SHORT EXERCISE:
In the piece on Oklahoma insurance legislation, transcribe the stretch from "The legislation in" through "in the nation.".

If you want to understand how insurance laws really get made, Oklahoma just handed the rest of the country a case study.

Earlier this month, Oklahoma Watch published a piece asking a question that should make every policyholder uneasy: “Is State Farm writing Oklahoma insurance law?” 1 That question was not rhetorical. It arose after lawmakers openly acknowledged that a proposed bill weakening consumer protections was, in fact, a “State Farm request bill.”

The legislation in question, Senate Bill 726, would have stripped away a long-standing enforcement mechanism that penalizes insurers for delaying payment of property insurance claims. In plain English, the bill would have made it cheaper for insurers to slow-walk claims while homeowners wait, struggle, and borrow against their futures to rebuild. It’s been introduced at a time when Oklahomans are already facing some of the highest homeowners insurance premiums in the nation.

What makes this so revealing is not just that an insurer proposed the bill, but that some legislators appeared surprised when that fact was openly discussed on the House floor. One lawmaker asked the obvious question: Why would the Legislature remove the only meaningful consequence for late payment when policyholders are already suffering? That question should have been asked much earlier. Others, however, carried the bill forward anyway, seemingly comfortable advancing language that clearly benefited one of the largest insurers in the country.

(Mask labeling examples)

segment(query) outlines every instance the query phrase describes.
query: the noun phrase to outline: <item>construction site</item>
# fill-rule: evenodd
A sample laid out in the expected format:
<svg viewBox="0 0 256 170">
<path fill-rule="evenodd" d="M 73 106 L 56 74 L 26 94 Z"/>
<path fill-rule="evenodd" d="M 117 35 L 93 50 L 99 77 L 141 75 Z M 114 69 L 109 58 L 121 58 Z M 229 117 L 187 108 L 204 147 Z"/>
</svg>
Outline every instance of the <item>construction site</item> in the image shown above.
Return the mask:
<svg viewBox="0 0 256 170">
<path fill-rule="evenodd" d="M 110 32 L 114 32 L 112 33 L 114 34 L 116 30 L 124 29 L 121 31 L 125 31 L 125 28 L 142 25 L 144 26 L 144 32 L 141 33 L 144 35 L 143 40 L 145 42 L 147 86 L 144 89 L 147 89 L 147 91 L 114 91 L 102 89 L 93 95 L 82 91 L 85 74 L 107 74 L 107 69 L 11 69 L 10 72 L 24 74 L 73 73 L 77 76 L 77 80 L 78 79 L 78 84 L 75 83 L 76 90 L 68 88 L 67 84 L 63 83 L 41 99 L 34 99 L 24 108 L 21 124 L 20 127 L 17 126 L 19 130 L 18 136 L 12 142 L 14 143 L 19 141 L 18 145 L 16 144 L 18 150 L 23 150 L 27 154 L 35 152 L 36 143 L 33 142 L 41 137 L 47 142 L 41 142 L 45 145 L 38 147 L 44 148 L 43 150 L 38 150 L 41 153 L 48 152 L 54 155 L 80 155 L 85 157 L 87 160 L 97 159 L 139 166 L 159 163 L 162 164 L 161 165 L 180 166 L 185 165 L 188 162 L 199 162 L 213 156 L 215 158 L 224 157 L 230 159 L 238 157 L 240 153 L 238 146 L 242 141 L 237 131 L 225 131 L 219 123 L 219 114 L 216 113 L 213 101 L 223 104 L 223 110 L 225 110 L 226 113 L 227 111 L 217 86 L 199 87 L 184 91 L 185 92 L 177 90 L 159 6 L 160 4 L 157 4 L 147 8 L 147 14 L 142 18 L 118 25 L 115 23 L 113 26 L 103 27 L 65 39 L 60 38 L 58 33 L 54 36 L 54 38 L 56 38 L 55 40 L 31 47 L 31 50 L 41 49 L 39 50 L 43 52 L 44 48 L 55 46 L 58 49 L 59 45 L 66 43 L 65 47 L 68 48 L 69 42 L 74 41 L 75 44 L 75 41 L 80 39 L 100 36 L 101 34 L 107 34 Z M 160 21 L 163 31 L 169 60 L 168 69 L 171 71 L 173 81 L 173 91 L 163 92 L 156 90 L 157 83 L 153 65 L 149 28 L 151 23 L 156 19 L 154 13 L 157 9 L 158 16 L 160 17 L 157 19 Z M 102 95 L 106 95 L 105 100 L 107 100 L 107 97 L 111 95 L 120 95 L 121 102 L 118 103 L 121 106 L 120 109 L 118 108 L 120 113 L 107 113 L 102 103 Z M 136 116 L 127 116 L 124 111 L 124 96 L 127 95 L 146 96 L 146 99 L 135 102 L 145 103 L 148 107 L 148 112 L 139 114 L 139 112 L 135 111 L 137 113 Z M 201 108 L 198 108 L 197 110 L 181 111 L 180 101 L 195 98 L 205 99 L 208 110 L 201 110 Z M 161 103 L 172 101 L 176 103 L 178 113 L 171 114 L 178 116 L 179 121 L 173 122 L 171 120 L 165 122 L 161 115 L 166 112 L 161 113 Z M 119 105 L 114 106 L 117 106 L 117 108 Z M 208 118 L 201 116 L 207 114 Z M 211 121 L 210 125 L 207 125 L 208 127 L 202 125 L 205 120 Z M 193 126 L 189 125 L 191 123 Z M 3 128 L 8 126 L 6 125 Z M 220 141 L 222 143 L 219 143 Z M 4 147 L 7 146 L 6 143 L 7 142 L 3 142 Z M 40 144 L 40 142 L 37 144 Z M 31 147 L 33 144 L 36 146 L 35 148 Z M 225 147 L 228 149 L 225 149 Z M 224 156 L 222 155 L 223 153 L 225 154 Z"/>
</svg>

==

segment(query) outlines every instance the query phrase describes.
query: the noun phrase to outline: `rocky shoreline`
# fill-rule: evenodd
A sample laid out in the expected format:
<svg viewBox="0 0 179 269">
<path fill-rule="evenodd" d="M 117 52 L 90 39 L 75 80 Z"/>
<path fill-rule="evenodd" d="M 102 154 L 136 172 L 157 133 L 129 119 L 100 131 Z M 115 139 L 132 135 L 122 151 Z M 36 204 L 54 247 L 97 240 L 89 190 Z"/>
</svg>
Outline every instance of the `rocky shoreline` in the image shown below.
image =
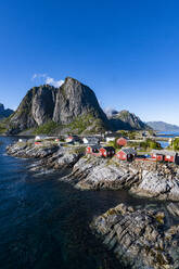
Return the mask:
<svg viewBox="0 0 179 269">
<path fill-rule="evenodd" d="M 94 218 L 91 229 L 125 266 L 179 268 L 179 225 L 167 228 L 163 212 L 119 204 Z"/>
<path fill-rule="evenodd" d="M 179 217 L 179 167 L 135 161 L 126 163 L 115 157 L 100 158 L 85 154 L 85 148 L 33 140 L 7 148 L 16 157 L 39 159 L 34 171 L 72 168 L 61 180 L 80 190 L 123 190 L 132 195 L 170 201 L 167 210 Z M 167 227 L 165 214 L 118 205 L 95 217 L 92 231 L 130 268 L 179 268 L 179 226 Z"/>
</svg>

SOLUTION:
The legislation in question, Senate Bill 726, would have stripped away a long-standing enforcement mechanism that penalizes insurers for delaying payment of property insurance claims. In plain English, the bill would have made it cheaper for insurers to slow-walk claims while homeowners wait, struggle, and borrow against their futures to rebuild. It’s been introduced at a time when Oklahomans are already facing some of the highest homeowners insurance premiums in the nation.